Recopiez, s'il vous plaît, le passage de la critique des Espions allant de "Les Espions (Spione)" jusqu'à "triomphe au film).", en substituant "yeux" à "mirettes".

- **Texte extrait**
——
Les Espions (Spione) – de Fritz Lang – 1928
Dans l’Allemagne des années 20, la police semble totalement dépassée par une mystérieuse organisation criminelle qui s’adonne à l’espionnage en recourant au meurtre, au vol, et aux méthodes les plus spectaculaires… Le Docteur Mabuse aurait-il encore frappé ? Pas tout à fait… Six ans après le triomphe de son premier chef d’œuvre, Fritz Lang (toujours avec son épouse-alter ego Thea Von Harbou au scénario) donne bien l’impression d’offrir une variation sur le même thème. Il y a d’ailleurs dans Les Espions le même esprit feuilletonesque, le même rythme trépidant, et la même volonté d’en mettre plein les mirettes à des spectateurs qui n’en demandaient pas tant (et qui ont évidemment fait un nouveau triomphe au film).
Il y a toutefois une différence de taille entre les deux films : le second degré politique du Docteur Mabuse a en grande partie disparu. Même si on peut se passionner ici aussi pour la vision que le film donne de son époque, et même si on peut y déceler la trace des menacent qui pèsent sur l’Allemagne de Weimar, Les Espions est bien plus que Mabuse un pur plaisir sans réelle arrière-pensée. Un divertissement gourmant aussi exceptionnel que populaire.
——
- **Lignes enregistrées**
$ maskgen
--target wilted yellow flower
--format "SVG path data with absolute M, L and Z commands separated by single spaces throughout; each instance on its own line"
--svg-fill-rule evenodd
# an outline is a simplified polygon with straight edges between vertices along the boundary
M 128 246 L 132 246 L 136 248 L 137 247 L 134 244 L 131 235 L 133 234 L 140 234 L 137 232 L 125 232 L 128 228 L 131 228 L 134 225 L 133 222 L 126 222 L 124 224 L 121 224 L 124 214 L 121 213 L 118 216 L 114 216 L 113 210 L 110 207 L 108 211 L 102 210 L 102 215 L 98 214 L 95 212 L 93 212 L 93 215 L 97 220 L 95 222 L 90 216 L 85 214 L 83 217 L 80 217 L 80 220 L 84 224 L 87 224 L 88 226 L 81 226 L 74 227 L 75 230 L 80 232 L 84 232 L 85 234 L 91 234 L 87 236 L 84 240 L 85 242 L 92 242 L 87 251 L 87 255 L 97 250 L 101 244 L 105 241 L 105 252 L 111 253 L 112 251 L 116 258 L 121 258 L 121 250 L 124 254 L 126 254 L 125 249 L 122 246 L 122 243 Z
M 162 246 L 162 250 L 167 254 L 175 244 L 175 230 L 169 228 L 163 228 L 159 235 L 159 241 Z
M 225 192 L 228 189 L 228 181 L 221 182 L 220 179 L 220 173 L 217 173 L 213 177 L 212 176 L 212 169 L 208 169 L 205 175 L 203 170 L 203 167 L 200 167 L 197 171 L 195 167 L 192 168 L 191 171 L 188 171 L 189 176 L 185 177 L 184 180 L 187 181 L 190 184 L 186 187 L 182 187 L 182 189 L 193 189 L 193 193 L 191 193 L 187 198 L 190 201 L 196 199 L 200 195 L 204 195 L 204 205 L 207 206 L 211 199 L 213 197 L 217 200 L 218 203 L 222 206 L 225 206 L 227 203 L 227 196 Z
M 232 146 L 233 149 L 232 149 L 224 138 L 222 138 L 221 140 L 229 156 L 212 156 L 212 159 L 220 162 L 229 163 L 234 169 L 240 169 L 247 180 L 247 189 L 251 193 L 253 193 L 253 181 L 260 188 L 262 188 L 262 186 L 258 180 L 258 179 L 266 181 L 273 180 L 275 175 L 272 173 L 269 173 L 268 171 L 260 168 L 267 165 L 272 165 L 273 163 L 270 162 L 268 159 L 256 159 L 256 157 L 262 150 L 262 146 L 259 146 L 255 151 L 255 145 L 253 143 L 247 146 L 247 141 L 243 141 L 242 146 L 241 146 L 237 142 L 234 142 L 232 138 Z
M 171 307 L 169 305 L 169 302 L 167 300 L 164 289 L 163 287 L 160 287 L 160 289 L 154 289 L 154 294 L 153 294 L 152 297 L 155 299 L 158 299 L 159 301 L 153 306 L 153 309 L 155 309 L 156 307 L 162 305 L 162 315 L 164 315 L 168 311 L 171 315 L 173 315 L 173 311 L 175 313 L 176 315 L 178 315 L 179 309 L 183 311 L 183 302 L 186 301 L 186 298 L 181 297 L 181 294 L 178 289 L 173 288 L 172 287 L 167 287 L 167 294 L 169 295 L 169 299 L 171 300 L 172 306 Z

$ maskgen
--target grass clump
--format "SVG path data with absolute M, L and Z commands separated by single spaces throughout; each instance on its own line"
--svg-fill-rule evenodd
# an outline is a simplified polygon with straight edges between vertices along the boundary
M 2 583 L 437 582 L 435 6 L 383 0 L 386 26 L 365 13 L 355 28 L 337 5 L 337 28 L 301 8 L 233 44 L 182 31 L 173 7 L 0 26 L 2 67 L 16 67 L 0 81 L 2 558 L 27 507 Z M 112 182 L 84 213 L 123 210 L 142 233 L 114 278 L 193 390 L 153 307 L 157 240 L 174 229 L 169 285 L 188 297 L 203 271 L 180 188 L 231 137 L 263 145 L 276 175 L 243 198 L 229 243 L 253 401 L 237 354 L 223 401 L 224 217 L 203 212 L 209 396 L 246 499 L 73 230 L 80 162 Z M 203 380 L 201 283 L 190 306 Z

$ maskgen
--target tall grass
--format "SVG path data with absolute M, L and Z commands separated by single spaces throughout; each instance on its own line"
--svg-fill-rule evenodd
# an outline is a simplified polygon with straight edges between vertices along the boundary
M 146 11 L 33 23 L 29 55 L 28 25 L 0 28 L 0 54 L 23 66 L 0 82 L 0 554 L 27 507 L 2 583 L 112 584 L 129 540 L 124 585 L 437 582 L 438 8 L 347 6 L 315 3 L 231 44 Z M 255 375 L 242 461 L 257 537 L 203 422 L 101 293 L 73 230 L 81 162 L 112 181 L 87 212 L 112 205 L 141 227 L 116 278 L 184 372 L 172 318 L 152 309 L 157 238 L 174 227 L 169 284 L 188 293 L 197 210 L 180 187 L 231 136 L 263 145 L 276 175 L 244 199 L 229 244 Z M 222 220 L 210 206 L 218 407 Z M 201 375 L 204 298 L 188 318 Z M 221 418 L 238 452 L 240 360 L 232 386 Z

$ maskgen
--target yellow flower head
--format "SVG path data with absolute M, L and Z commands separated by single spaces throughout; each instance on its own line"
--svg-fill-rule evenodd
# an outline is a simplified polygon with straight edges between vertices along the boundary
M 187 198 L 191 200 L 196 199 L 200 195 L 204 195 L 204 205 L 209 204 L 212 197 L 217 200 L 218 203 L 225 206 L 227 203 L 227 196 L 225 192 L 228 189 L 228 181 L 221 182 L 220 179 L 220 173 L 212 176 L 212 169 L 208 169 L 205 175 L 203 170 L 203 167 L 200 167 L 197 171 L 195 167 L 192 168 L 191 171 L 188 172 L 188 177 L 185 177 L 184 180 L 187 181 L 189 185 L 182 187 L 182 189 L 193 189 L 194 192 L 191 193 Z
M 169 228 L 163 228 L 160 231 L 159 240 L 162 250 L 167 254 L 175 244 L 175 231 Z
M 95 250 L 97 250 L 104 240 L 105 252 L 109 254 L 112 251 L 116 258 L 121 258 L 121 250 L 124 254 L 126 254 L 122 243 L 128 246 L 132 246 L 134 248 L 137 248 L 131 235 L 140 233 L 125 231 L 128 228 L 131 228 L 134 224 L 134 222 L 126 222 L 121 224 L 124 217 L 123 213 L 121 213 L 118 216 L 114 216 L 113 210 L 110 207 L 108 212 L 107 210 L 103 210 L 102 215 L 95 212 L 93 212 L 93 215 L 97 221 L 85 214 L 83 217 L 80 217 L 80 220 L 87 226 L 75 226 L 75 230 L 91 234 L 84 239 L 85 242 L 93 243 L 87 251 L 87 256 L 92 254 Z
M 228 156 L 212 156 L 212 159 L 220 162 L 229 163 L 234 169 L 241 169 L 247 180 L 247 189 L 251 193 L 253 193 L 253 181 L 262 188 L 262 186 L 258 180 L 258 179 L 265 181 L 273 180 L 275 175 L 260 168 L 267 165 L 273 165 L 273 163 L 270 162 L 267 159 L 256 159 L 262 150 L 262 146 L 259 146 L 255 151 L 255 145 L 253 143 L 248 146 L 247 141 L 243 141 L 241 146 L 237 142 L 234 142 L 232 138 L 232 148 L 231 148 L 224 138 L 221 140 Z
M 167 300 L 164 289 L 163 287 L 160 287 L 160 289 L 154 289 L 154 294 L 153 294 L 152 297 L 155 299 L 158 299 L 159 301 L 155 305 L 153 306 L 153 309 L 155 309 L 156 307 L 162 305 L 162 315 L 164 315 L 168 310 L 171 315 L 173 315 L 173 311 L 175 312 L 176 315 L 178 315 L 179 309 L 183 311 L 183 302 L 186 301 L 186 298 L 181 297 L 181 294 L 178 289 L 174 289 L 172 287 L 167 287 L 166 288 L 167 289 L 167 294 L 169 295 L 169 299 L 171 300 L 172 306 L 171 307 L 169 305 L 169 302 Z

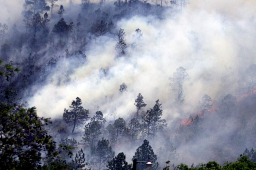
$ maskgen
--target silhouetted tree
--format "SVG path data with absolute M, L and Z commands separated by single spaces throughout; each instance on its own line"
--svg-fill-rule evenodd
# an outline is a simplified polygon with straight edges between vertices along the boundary
M 52 17 L 52 9 L 53 9 L 53 8 L 58 6 L 55 4 L 55 3 L 58 0 L 48 0 L 48 1 L 51 4 L 51 17 Z
M 251 161 L 256 162 L 256 152 L 253 148 L 252 148 L 250 151 L 246 148 L 243 155 L 247 156 Z
M 81 106 L 81 99 L 78 97 L 76 99 L 76 101 L 73 100 L 71 106 L 70 106 L 71 108 L 70 110 L 66 108 L 64 109 L 63 116 L 63 119 L 67 123 L 73 125 L 72 133 L 74 132 L 76 126 L 82 124 L 89 119 L 89 111 Z
M 64 10 L 64 7 L 63 7 L 63 6 L 61 5 L 61 6 L 60 7 L 60 9 L 59 9 L 58 11 L 58 14 L 60 15 L 61 18 L 62 18 L 63 13 L 64 13 L 64 11 L 65 10 Z
M 212 108 L 212 105 L 210 104 L 211 101 L 211 97 L 206 94 L 204 95 L 202 98 L 200 108 L 202 115 L 205 113 L 209 109 Z
M 125 36 L 125 33 L 123 29 L 120 29 L 116 34 L 116 40 L 117 42 L 116 44 L 115 49 L 117 52 L 117 57 L 119 57 L 125 54 L 125 50 L 127 47 Z
M 84 153 L 81 149 L 78 153 L 76 154 L 75 159 L 71 161 L 71 165 L 73 170 L 87 170 L 87 169 L 84 169 L 84 167 L 87 164 L 87 163 L 85 162 Z
M 38 12 L 32 18 L 30 27 L 33 31 L 34 38 L 35 38 L 36 33 L 42 28 L 42 18 L 40 14 Z
M 133 118 L 131 119 L 128 125 L 128 129 L 131 137 L 132 144 L 135 140 L 137 139 L 141 128 L 141 125 L 136 118 Z
M 90 122 L 84 126 L 84 134 L 82 142 L 92 147 L 102 134 L 106 119 L 100 111 L 96 112 L 96 115 L 91 118 Z
M 2 24 L 0 23 L 0 35 L 2 37 L 2 41 L 4 40 L 4 37 L 6 34 L 6 31 L 8 29 L 8 26 L 5 23 Z
M 60 153 L 59 157 L 63 160 L 65 160 L 72 156 L 73 155 L 72 151 L 76 150 L 77 149 L 78 144 L 77 141 L 74 138 L 62 139 L 58 148 L 58 150 Z
M 157 162 L 157 157 L 154 153 L 152 147 L 149 144 L 149 142 L 144 140 L 143 144 L 136 150 L 135 155 L 133 156 L 132 160 L 136 159 L 139 161 L 150 161 L 153 164 L 152 170 L 156 170 L 158 166 L 158 163 Z M 143 170 L 145 169 L 146 164 L 138 164 L 137 170 Z
M 138 118 L 138 116 L 139 116 L 139 111 L 142 109 L 142 108 L 147 105 L 147 104 L 145 103 L 143 101 L 143 96 L 142 96 L 141 94 L 139 93 L 137 96 L 137 99 L 135 99 L 134 105 L 137 108 L 137 112 L 136 113 L 137 118 Z
M 159 100 L 156 101 L 156 104 L 153 109 L 150 108 L 147 111 L 147 113 L 142 119 L 143 129 L 144 135 L 146 134 L 148 139 L 150 136 L 153 138 L 157 132 L 163 129 L 166 126 L 166 120 L 161 119 L 163 110 L 161 109 L 162 104 L 159 103 Z
M 126 84 L 124 82 L 123 82 L 122 85 L 120 85 L 119 91 L 120 91 L 120 93 L 122 93 L 124 91 L 126 91 L 127 88 L 127 86 L 126 85 Z
M 54 25 L 52 32 L 58 34 L 60 37 L 67 35 L 70 29 L 70 26 L 67 24 L 64 18 L 61 18 Z
M 108 162 L 115 155 L 115 152 L 109 146 L 109 142 L 103 138 L 98 142 L 96 146 L 93 147 L 91 153 L 91 162 L 99 170 L 106 167 Z
M 176 72 L 173 74 L 172 77 L 169 78 L 171 82 L 170 85 L 172 87 L 173 90 L 177 91 L 178 95 L 176 101 L 180 105 L 184 101 L 183 84 L 185 81 L 189 79 L 189 74 L 186 69 L 182 67 L 180 67 L 176 69 Z
M 117 142 L 119 137 L 123 134 L 126 129 L 125 121 L 123 118 L 119 117 L 115 120 L 113 125 L 108 127 L 108 129 L 111 141 Z
M 131 170 L 131 164 L 128 164 L 125 155 L 122 152 L 108 162 L 107 167 L 108 170 Z

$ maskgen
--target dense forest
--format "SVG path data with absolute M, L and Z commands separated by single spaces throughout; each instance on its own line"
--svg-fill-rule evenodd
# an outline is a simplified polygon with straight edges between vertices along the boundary
M 256 168 L 253 0 L 2 1 L 0 170 Z

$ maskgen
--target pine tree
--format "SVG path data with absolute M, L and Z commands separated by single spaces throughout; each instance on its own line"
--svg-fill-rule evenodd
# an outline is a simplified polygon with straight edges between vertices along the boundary
M 76 157 L 74 159 L 73 159 L 71 162 L 71 165 L 73 170 L 87 170 L 87 169 L 84 169 L 85 166 L 87 164 L 85 162 L 85 158 L 84 157 L 84 153 L 83 150 L 81 149 L 78 153 L 76 154 Z
M 102 135 L 105 122 L 106 119 L 103 118 L 102 112 L 96 112 L 96 115 L 91 118 L 90 122 L 84 126 L 82 142 L 84 144 L 89 145 L 90 147 L 92 147 Z
M 122 152 L 108 162 L 107 167 L 108 170 L 131 170 L 131 164 L 128 164 L 125 161 L 125 155 Z
M 157 162 L 157 157 L 154 153 L 152 147 L 147 140 L 144 140 L 143 144 L 136 150 L 132 160 L 136 159 L 138 161 L 150 161 L 153 164 L 151 170 L 156 170 L 158 166 Z M 145 168 L 146 164 L 140 163 L 137 164 L 137 170 L 143 170 Z
M 81 106 L 81 99 L 77 97 L 76 101 L 73 100 L 71 106 L 70 106 L 71 108 L 70 110 L 66 108 L 64 109 L 63 119 L 68 124 L 73 125 L 72 133 L 74 132 L 76 126 L 82 124 L 89 119 L 89 110 L 84 109 Z
M 64 13 L 64 11 L 65 10 L 64 10 L 64 7 L 63 7 L 63 6 L 61 5 L 61 6 L 60 7 L 60 9 L 59 9 L 58 11 L 58 14 L 60 15 L 60 17 L 61 18 L 62 18 L 63 13 Z
M 59 144 L 59 157 L 65 160 L 73 155 L 72 151 L 77 149 L 78 142 L 74 138 L 62 139 Z
M 137 112 L 136 114 L 137 118 L 138 118 L 138 116 L 139 116 L 139 111 L 142 109 L 142 108 L 147 105 L 147 104 L 145 103 L 143 101 L 143 96 L 142 96 L 141 94 L 139 93 L 137 96 L 137 99 L 135 100 L 135 103 L 134 103 L 134 105 L 137 108 Z
M 163 113 L 161 108 L 162 104 L 159 103 L 159 100 L 157 99 L 153 108 L 148 110 L 143 118 L 143 131 L 148 139 L 150 136 L 154 138 L 157 132 L 167 126 L 166 120 L 161 119 Z
M 141 127 L 141 125 L 137 119 L 133 118 L 130 121 L 128 125 L 128 129 L 132 144 L 137 139 Z
M 99 170 L 106 167 L 106 164 L 115 155 L 115 152 L 109 146 L 109 142 L 103 138 L 91 149 L 91 162 Z
M 58 0 L 48 0 L 50 4 L 51 4 L 51 17 L 52 17 L 52 9 L 53 8 L 56 6 L 58 6 L 57 5 L 55 5 L 55 2 L 58 1 Z
M 123 29 L 120 29 L 116 34 L 116 39 L 117 42 L 116 45 L 115 49 L 117 52 L 117 57 L 120 57 L 125 54 L 125 50 L 127 47 L 125 36 L 125 33 Z
M 120 85 L 120 88 L 119 89 L 119 91 L 120 91 L 120 93 L 122 94 L 124 91 L 126 91 L 127 88 L 127 86 L 126 85 L 126 84 L 124 82 L 123 82 L 122 85 Z
M 186 71 L 186 69 L 180 67 L 176 69 L 176 72 L 173 74 L 172 77 L 170 77 L 169 79 L 171 81 L 169 85 L 172 87 L 172 90 L 177 91 L 176 100 L 180 105 L 184 99 L 183 84 L 185 81 L 189 79 L 189 74 Z
M 211 101 L 212 99 L 209 96 L 206 94 L 204 95 L 200 102 L 200 110 L 202 112 L 202 115 L 204 115 L 207 110 L 212 108 L 212 105 L 210 104 Z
——
- **Réponse rédigée**
Les Espions (Spione) – de Fritz Lang – 1928
Dans l’Allemagne des années 20, la police semble totalement dépassée par une mystérieuse organisation criminelle qui s’adonne à l’espionnage en recourant au meurtre, au vol, et aux méthodes les plus spectaculaires… Le Docteur Mabuse aurait-il encore frappé ? Pas tout à fait… Six ans après le triomphe de son premier chef d’œuvre, Fritz Lang (toujours avec son épouse-alter ego Thea Von Harbou au scénario) donne bien l’impression d’offrir une variation sur le même thème. Il y a d’ailleurs dans Les Espions le même esprit feuilletonesque, le même rythme trépidant, et la même volonté d’en mettre plein les yeux à des spectateurs qui n’en demandaient pas tant (et qui ont évidemment fait un nouveau triomphe au film).